---------- TEXTO DE LECTURA

A mis maestrxs: con cariño

Todo es lo que parece

Por Igor Israel González Aguirre

Impartí mi primera clase una tarde gélida y septentrional de febrero de 1999, en la entrañable Universidad Autónoma de Baja California. Ahí estaba yo, marcador en mano y ante un pintarrón en blanco que me parecía un abismo insondable.

En los días previos había preparado a conciencia la sesión, pero debido a los nervios no era capaz de recordar nada en ese momento.  A pesar del frío, me di cuenta que tenía las axilas y la espalda empapadas de sudor. No estoy seguro, pero casi puedo decir que temblaba.

Frente a mí tenía a una treintena de estudiantes en silencio, que me miraban fijamente —no sin cierto escepticismo, como preguntándose «¿quién es éste muchacho?—. Y tenían razón. Era mi primera clase formal en la vida. Y por si fuera poco, al mismo tiempo que me estrenaba como profesor, también fungía como estudiante recién inscrito en un posgrado de alta exigencia, casi monacal. Más aún: quienes estábamos esa tarde en aquella aula compartíamos más o menos el mismo rango de edad. Incluso, si mal no recuerdo, había algunas personas que tenían un par de años más que yo.

Seguro pensaban: «¿qué nos puede enseñar este jovenzuelo»? Sobra decir que ése fue un semestre difícil, lleno de retos y contrariedades, y la característica vocecita del síndrome del impostor no se callaba, hablándome al oído un día sí y otro también. Pero al mismo tiempo fue un periodo muy enriquecedor, puesto que justo en aquella tarde descubrí lo mucho que me apasionaba —y me apasiona— el ejercicio de la docencia. Y entendí por completo a mis maestrxs. Por ello, he querido aprovechar este espacio para expresar mi cariño, mi reconocimiento, mi admiración y mi respeto por todas y todos ustedes.

--------------------

▶ [TAREA BREVE 1]
Muestra cada línea de los registros que contenga la cadena "every", distinguiendo entre mayúsculas y minúsculas.
Los registros no guardan relación alguna con el texto.

---------- MATERIAL DEL EJERCICIO

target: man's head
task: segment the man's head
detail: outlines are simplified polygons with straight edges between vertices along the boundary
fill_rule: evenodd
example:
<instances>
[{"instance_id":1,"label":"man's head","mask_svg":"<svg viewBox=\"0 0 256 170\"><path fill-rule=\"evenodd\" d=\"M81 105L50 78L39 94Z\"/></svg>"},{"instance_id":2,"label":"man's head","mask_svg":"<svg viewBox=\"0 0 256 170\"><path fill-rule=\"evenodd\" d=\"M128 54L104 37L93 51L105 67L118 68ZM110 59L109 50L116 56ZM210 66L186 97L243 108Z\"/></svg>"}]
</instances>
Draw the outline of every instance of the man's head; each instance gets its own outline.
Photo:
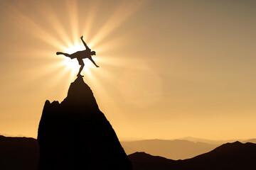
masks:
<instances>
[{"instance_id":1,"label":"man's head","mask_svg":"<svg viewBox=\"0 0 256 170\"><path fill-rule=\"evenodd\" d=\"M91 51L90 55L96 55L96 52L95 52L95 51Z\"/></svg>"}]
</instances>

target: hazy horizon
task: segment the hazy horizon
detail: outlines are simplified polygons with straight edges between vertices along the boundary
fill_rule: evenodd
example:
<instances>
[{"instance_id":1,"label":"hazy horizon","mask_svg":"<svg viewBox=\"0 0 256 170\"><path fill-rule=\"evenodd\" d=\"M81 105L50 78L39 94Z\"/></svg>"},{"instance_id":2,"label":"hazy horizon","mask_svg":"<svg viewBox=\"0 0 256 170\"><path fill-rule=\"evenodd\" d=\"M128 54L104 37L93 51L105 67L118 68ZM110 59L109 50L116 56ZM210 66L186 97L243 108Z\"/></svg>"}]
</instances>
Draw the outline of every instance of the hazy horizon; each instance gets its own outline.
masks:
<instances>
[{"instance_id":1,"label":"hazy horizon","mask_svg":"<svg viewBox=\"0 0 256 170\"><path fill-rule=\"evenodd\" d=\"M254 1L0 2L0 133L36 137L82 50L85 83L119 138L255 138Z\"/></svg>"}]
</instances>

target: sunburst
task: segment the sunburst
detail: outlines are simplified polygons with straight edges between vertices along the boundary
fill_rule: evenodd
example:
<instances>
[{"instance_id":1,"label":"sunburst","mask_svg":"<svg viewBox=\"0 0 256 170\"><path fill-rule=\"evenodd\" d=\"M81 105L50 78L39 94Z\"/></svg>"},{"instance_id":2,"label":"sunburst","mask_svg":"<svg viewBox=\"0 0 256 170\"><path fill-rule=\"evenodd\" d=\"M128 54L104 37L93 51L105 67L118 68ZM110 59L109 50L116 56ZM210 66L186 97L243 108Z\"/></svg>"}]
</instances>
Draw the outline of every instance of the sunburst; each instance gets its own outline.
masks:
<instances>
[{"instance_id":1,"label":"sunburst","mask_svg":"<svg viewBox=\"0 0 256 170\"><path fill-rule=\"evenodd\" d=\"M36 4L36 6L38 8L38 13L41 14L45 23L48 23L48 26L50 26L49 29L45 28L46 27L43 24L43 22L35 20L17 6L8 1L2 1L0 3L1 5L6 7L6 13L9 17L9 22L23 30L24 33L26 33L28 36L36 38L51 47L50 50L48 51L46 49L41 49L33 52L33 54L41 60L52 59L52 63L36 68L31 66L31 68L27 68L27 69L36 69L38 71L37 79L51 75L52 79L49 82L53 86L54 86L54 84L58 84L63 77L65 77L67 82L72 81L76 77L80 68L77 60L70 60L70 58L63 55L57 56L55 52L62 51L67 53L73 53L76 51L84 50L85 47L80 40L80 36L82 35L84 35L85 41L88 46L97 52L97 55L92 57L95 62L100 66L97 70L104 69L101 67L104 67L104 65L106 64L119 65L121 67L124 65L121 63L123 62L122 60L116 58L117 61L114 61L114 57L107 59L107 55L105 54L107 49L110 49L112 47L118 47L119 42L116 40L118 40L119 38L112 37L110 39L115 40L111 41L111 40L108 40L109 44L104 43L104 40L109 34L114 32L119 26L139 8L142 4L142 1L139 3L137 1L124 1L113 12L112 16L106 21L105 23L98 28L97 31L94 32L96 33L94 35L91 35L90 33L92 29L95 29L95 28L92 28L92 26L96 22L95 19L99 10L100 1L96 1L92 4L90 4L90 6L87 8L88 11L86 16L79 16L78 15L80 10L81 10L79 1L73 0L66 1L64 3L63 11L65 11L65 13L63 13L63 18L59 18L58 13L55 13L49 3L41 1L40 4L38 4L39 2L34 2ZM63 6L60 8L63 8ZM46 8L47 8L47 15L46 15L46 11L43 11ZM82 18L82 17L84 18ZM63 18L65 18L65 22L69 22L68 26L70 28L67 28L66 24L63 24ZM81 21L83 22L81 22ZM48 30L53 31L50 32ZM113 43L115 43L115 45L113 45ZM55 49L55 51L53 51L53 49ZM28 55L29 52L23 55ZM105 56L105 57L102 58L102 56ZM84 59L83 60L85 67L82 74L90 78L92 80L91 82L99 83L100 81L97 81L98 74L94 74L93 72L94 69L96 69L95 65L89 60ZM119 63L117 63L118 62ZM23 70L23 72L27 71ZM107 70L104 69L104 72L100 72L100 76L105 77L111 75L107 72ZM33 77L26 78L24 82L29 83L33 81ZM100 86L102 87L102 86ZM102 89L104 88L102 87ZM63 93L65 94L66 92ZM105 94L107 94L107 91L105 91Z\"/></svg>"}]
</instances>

--------------------

▶ [TAREA BREVE 2]
Devuelve textualmente el fragmento del texto que va desde "Por Igor Israel" hasta "decir que temblaba.", ambos incluidos.

▶ [RESULTADO 1]
Draw the outline of every instance of the man's head; each instance gets its own outline.
Draw the outline of every instance of the hazy horizon; each instance gets its own outline.
Draw the outline of every instance of the sunburst; each instance gets its own outline.

▶ [RESULTADO 2]
Por Igor Israel González Aguirre

Impartí mi primera clase una tarde gélida y septentrional de febrero de 1999, en la entrañable Universidad Autónoma de Baja California. Ahí estaba yo, marcador en mano y ante un pintarrón en blanco que me parecía un abismo insondable.

En los días previos había preparado a conciencia la sesión, pero debido a los nervios no era capaz de recordar nada en ese momento.  A pesar del frío, me di cuenta que tenía las axilas y la espalda empapadas de sudor. No estoy seguro, pero casi puedo decir que temblaba.